Copy the lines of the entries below, starting at the line that contains "In this exercise you will point out the aircraft" and ending at the line that contains "[(100, 48), (135, 49)]", with no changes.

[Start RECORDS SHOWN]

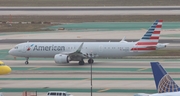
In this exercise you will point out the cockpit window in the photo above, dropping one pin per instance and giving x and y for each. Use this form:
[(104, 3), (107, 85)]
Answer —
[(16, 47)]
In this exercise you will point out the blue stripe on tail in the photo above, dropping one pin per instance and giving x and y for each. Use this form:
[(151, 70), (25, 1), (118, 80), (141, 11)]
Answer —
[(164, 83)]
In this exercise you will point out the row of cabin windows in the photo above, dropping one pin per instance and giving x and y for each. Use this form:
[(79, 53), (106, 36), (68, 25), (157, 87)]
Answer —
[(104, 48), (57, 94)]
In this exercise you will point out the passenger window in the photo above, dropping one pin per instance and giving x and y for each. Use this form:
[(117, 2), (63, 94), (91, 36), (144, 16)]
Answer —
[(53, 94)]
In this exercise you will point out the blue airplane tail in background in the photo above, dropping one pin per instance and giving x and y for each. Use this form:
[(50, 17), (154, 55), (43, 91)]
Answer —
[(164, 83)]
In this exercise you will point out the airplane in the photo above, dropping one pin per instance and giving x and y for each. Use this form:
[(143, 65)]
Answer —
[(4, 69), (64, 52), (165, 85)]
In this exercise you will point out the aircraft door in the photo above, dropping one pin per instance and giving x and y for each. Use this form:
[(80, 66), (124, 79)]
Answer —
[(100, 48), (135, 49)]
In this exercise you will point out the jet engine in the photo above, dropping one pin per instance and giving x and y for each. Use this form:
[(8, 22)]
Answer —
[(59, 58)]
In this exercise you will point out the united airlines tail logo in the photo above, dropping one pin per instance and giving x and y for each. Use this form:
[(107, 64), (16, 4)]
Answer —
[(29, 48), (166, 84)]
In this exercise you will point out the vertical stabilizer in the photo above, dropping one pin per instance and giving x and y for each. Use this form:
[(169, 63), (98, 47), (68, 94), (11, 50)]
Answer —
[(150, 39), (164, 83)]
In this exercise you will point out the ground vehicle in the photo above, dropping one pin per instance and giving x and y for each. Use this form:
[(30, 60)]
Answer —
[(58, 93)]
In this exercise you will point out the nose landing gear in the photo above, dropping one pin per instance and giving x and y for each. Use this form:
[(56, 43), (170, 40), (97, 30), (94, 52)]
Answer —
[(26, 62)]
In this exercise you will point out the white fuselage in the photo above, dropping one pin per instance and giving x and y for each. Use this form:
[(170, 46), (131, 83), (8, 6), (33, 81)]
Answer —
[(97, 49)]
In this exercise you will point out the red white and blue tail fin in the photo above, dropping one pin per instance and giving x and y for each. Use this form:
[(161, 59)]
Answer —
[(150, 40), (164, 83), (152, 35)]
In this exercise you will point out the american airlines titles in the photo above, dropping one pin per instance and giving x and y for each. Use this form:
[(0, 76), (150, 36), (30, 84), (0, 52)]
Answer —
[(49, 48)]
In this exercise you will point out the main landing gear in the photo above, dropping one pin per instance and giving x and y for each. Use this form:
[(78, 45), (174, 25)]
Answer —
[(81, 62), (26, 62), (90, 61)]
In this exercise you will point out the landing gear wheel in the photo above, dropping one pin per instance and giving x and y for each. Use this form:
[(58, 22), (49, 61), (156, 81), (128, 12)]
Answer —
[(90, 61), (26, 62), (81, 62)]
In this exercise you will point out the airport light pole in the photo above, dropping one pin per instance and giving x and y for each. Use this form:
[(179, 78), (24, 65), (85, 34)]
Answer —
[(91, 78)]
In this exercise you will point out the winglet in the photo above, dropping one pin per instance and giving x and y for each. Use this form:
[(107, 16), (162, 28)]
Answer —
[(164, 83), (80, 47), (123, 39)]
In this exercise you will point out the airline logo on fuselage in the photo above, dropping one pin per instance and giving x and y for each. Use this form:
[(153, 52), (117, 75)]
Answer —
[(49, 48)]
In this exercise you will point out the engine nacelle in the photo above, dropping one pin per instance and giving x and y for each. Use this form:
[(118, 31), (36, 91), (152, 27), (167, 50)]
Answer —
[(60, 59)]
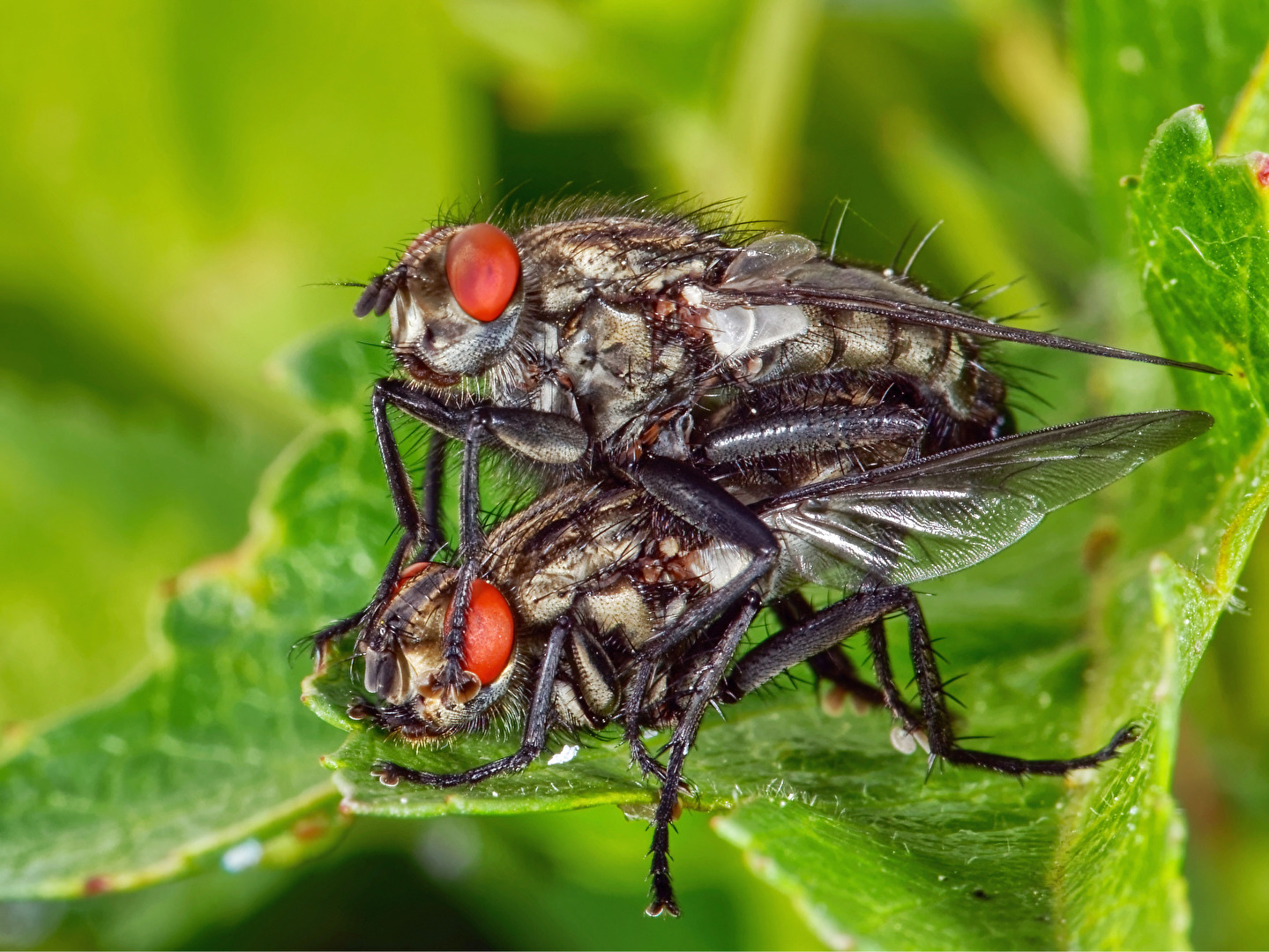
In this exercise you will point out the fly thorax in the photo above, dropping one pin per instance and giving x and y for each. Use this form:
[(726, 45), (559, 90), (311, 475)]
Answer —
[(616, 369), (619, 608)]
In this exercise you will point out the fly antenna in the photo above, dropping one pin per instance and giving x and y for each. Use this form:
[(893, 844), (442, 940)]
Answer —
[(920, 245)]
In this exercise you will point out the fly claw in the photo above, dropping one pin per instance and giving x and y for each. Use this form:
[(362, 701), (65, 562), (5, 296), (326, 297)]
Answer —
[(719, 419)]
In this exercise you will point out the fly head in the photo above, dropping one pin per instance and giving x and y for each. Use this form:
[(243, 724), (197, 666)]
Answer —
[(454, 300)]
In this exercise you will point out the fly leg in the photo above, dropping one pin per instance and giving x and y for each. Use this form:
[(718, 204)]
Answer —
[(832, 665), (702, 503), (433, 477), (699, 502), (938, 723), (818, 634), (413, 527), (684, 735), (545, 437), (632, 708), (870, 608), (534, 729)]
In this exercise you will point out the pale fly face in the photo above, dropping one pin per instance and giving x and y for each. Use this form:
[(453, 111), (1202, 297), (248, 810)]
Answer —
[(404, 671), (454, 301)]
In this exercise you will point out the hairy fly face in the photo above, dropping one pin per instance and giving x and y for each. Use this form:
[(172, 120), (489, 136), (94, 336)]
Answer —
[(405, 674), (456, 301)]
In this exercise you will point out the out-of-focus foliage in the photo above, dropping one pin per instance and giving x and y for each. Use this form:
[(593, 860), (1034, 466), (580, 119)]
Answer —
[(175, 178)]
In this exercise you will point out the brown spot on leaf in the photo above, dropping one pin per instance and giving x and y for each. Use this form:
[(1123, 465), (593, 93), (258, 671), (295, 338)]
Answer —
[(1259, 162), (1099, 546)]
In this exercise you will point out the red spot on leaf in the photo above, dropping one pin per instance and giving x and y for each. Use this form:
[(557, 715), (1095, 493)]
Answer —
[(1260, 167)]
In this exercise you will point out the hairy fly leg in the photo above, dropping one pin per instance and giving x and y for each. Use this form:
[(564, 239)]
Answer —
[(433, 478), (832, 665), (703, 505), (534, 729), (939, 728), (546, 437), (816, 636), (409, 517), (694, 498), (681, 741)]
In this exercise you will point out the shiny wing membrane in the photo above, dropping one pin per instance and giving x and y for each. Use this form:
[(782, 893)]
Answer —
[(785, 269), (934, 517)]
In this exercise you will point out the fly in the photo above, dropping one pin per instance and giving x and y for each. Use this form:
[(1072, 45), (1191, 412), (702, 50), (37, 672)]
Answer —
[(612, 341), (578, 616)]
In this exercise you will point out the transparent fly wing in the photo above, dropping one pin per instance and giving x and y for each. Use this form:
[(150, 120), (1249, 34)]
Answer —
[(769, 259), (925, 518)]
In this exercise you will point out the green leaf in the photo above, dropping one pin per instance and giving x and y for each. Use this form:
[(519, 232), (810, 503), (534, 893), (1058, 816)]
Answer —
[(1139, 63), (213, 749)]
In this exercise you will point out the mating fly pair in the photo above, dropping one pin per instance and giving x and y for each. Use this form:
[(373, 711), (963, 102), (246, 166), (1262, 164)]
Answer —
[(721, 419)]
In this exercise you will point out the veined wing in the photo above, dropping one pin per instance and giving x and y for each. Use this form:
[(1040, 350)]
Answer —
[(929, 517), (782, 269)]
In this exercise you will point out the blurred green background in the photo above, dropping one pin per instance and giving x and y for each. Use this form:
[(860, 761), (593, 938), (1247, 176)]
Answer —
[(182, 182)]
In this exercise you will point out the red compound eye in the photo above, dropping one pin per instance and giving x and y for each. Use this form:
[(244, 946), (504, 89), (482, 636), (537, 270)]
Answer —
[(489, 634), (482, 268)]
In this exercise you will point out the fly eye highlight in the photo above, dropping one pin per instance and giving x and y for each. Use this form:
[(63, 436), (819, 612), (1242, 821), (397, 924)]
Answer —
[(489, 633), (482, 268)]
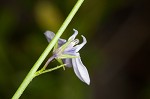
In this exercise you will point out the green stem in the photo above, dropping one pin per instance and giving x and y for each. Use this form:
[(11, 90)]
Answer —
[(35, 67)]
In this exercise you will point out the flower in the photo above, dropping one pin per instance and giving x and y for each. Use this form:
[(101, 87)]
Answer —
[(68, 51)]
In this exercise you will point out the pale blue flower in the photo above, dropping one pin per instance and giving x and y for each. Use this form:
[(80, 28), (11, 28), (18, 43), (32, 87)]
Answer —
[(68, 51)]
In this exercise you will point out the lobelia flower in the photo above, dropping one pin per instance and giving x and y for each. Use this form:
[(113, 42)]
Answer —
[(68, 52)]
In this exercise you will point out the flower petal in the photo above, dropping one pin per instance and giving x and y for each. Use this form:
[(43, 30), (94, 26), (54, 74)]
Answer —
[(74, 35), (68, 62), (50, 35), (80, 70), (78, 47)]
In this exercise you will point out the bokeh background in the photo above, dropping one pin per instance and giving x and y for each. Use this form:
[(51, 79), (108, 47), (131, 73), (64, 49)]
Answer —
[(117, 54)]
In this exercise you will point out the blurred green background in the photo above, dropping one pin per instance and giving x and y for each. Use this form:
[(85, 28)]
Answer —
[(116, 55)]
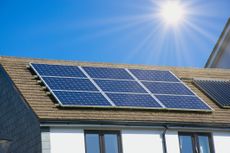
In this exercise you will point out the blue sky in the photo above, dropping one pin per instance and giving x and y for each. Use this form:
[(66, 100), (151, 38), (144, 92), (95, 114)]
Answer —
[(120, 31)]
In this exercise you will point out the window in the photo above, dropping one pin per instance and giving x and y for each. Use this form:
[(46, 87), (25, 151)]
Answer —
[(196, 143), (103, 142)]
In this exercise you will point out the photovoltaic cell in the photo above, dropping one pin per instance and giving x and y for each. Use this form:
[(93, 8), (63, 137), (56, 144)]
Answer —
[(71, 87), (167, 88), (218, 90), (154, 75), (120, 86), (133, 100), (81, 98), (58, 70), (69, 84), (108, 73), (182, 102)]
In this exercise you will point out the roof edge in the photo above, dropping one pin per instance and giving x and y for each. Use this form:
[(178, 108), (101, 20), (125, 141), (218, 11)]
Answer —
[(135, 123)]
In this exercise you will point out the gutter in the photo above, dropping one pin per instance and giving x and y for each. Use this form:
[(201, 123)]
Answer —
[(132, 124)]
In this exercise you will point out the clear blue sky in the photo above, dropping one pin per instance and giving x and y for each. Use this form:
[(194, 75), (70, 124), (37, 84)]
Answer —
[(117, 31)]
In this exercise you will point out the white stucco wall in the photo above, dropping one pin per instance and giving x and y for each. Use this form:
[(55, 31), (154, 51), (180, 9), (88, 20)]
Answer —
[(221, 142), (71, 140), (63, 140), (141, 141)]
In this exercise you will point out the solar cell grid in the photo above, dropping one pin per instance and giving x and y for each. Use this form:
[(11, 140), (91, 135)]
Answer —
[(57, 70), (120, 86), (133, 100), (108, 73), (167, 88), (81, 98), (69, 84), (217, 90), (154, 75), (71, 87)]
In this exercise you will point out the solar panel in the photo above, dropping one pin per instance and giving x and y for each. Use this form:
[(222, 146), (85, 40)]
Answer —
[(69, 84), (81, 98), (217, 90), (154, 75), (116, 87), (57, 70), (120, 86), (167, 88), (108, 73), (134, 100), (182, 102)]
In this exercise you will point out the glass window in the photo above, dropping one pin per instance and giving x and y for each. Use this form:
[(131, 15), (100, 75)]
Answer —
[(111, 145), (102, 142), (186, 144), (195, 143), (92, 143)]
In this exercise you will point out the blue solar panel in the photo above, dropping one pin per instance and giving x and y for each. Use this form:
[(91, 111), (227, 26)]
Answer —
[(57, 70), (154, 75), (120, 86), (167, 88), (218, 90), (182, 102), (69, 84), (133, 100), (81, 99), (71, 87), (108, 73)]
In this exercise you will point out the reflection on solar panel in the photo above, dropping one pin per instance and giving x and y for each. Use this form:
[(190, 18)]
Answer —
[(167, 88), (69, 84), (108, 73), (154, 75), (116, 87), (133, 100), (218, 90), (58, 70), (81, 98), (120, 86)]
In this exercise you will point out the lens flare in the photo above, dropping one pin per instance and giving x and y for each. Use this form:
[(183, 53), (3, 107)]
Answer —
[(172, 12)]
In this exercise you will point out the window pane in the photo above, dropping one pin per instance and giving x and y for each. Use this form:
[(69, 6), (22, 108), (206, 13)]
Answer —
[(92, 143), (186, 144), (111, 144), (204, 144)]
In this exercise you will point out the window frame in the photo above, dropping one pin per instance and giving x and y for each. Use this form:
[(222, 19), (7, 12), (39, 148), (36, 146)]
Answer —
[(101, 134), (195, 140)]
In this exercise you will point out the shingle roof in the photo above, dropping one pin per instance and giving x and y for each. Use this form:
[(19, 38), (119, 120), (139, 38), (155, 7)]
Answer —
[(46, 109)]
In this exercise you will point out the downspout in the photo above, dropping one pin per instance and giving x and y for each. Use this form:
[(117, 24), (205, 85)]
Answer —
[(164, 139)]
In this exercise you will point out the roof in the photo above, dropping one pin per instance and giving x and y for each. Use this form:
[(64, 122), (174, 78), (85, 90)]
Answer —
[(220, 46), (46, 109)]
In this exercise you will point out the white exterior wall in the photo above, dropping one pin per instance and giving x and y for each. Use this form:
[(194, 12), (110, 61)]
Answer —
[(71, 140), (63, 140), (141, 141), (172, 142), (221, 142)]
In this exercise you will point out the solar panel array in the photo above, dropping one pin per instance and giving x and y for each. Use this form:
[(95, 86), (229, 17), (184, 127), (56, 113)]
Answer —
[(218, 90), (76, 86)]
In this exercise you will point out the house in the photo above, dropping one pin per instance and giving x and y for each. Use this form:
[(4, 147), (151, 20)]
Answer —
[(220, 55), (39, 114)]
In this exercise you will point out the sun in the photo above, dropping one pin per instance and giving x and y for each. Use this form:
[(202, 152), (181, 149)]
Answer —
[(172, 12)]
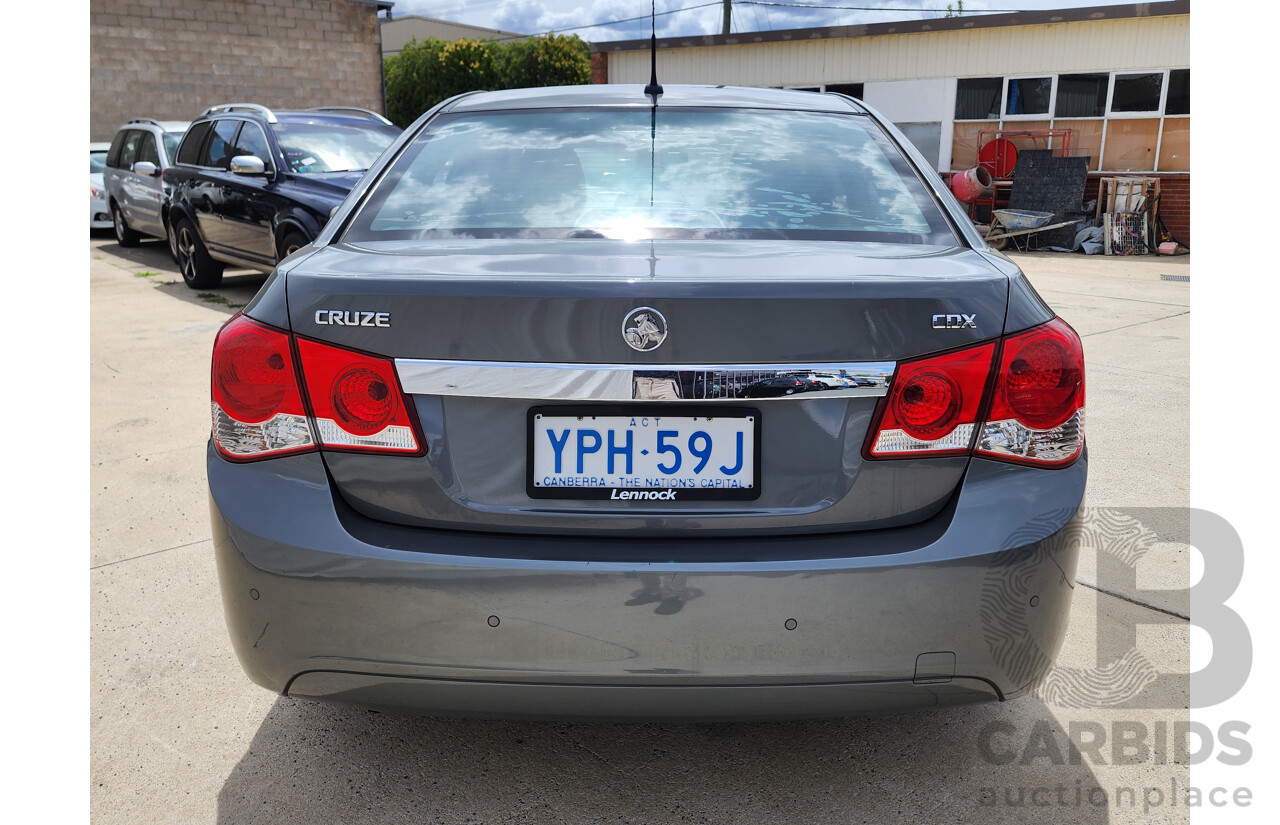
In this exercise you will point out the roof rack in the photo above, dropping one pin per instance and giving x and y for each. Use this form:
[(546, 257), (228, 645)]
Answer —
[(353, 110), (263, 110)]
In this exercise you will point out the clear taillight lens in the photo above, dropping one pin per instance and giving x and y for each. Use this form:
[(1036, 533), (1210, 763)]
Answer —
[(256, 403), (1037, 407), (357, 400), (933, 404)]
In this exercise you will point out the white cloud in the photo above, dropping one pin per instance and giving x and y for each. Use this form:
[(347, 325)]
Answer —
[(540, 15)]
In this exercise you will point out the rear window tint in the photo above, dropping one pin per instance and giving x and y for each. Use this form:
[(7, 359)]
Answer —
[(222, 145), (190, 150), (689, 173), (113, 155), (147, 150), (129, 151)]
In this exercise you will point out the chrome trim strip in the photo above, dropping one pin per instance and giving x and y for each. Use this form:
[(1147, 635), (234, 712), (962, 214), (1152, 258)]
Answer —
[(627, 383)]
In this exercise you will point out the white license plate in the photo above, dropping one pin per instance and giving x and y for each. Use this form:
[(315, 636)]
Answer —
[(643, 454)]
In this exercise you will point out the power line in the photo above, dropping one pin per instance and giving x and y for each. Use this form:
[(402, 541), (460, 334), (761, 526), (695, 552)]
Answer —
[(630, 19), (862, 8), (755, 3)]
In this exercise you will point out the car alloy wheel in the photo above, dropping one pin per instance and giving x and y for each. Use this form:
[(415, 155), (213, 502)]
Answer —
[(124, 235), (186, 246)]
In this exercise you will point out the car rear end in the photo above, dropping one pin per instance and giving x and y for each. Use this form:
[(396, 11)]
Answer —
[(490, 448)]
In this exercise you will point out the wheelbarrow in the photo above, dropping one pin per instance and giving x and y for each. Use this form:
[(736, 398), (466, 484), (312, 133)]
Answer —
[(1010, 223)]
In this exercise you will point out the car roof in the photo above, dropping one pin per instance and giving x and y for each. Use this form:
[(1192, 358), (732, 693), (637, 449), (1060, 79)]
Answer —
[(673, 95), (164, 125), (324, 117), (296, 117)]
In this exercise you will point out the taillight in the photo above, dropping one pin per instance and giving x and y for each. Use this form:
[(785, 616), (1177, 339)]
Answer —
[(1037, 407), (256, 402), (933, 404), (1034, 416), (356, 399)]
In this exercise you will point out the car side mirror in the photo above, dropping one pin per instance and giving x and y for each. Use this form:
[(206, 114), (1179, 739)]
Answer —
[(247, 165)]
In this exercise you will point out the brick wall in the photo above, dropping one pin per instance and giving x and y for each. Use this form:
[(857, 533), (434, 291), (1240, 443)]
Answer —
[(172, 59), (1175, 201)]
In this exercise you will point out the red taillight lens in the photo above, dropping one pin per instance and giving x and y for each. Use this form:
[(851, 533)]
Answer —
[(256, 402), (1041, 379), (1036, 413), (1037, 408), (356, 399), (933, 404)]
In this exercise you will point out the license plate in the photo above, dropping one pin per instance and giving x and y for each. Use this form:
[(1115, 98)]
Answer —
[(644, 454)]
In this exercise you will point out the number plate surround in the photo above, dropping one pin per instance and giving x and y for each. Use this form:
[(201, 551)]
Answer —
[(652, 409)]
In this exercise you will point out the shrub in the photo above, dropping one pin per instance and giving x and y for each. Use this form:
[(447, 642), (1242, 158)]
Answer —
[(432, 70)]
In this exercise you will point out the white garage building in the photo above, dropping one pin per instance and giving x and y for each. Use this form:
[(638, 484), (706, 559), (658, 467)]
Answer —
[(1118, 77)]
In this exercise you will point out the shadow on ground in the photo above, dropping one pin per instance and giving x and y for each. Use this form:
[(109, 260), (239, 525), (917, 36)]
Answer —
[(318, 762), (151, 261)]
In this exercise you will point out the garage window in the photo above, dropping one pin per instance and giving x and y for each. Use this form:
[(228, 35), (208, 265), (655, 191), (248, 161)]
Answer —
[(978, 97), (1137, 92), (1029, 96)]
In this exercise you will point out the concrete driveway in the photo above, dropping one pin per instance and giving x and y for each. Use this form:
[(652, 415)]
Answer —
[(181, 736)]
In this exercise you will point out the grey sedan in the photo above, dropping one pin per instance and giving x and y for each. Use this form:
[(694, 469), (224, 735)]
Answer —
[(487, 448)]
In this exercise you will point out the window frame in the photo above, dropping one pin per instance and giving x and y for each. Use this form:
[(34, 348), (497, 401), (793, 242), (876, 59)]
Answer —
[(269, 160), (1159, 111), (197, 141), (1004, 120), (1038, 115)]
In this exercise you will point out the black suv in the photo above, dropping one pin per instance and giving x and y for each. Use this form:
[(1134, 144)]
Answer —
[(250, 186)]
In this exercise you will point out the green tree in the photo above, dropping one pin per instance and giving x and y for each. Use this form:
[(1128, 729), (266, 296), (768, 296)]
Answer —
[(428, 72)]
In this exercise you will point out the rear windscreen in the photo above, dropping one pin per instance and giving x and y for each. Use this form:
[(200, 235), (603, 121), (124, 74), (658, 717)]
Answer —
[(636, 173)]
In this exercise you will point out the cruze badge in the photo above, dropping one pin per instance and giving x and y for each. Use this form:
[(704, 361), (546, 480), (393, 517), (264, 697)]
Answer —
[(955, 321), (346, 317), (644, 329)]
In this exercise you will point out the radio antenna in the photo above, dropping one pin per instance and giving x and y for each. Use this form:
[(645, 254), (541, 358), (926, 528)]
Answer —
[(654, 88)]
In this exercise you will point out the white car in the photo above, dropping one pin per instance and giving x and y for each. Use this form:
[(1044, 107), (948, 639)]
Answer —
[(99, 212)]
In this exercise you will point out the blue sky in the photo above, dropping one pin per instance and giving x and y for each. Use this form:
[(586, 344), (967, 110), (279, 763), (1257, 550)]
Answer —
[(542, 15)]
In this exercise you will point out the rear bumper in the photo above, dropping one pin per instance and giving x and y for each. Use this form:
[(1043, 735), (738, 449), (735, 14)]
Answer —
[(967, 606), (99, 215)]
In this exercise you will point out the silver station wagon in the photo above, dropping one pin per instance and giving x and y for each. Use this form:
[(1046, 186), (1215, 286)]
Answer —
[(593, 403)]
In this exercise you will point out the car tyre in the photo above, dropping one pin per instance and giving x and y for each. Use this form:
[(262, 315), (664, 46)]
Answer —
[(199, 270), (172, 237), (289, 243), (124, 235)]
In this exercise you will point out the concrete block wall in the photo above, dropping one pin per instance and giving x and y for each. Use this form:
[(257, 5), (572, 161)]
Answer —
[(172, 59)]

[End RECORDS SHOWN]

● **SOLUTION TO THE PROBLEM**:
In this exercise you will point out the aircraft door in the photo above, dropping one pin per instance and giving x and y for each. Use this form:
[(80, 66), (124, 79)]
Answer —
[(100, 48), (135, 49)]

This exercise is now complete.